• 提示文:
----------------------------------------

ブレンダン・バレット
ロイヤルメルボルン工科大学ブレンダン・バレットは、東京にある国連大学サステイナビリティ高等研究所の客員研究員であり、ロイヤルメルボルン工科大学 (RMIT) の特別研究員である。民間部門、大学・研究機関、国際機関での職歴がある。ウェブと情報テクノロジーを駆使し、環境と人間安全保障の問題に関する情報伝達や講義、また研究をおこなっている。RMITに加わる前は、国連機関である国連環境計画と国連大学で、約20年にわたり勤務した。
国際エネルギー機関を含む複数の団体が最近発表した、世界の石油産出量がピークに近づいたことに関する声明が正しいとすれば、日本はエネルギー安全保障の時限爆弾の上に座っていることになるかもしれない。

----------------------------------------

• 指示と要件:
ブレンダン・バレットに関する文章と次の1.〜3.の記述がそれぞれ一致するかを「はい」か「いいえ」で答え、判断の決め手となる語句を文章からそのまま引用せよ。
1. バレットは国連大学サステイナビリティ高等研究所の常勤の研究員である。
2. バレットはRMITに加わる前、国連の機関で約20年勤務した。
3. バレットには民間部門での職歴がない。

• 記録データ:
----------------------------------------

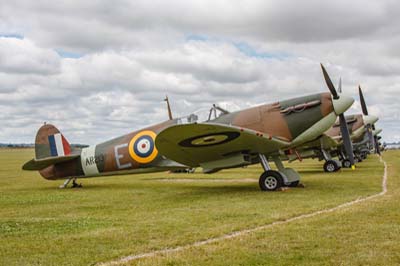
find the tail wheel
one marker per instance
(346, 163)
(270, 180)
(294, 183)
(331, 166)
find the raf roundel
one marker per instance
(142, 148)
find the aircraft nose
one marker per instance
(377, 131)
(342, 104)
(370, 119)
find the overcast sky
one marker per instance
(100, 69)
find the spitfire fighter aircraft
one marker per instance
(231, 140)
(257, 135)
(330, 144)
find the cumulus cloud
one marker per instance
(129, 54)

----------------------------------------

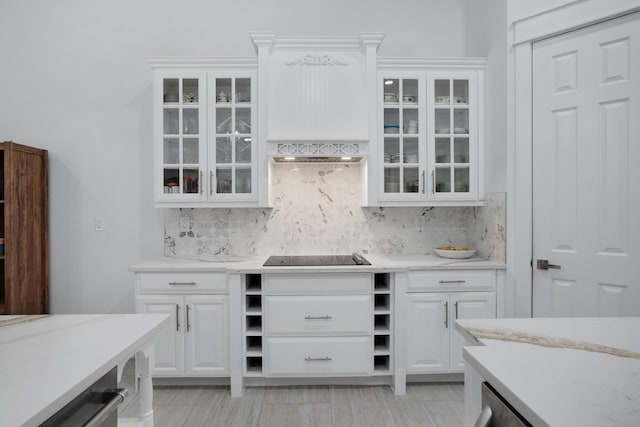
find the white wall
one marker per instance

----------------------------------------

• 解答例:
1. いいえ。文章には「国連大学サステイナビリティ高等研究所の客員研究員であり」とある。
2. はい。文章には「RMITに加わる前は、国連機関である国連環境計画と国連大学で、約20年にわたり勤務した」とある。
3. いいえ。文章には「民間部門、大学・研究機関、国際機関での職歴がある」とある。